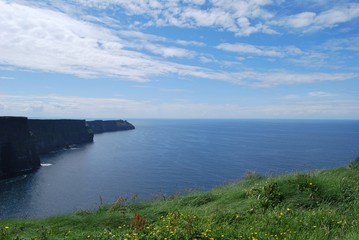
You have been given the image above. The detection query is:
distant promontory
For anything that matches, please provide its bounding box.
[0,117,135,179]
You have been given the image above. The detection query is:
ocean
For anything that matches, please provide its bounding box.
[0,119,359,219]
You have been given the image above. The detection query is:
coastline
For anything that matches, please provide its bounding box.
[0,158,359,239]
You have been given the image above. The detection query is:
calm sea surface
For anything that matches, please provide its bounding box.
[0,120,359,218]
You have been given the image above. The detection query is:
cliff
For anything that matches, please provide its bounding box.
[28,119,93,154]
[0,117,40,179]
[87,120,135,134]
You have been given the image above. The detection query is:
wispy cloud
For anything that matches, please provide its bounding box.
[217,43,302,57]
[271,3,359,32]
[0,95,359,118]
[308,91,334,97]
* * * * *
Task to complete:
Quote all of the records above word for word, leaving out the pictures.

Result of this exercise:
You have been given the image above. The detection query is:
distant promontory
For anything that matches, please provide its bounding box.
[0,117,135,179]
You have been given the image above. The detection query is:
ocean
For anything that matches, please provide its bounding box.
[0,119,359,219]
You have been given the image above. The detection query is:
coastline
For anything that matches, please provide its bounding box.
[0,158,359,239]
You have been given the image above. The detection query is:
calm sea surface
For anything that matches, please provide its bounding box.
[0,120,359,218]
You have been given the image above. The detection query is:
cliff
For anything that matches, please provide its bounding box.
[28,119,93,154]
[0,117,40,179]
[87,120,135,134]
You have been given the image above. The detection query is:
wispy cloud
For anything that matches, please provide its bounding box.
[217,43,302,57]
[271,3,359,32]
[0,95,359,118]
[308,91,334,97]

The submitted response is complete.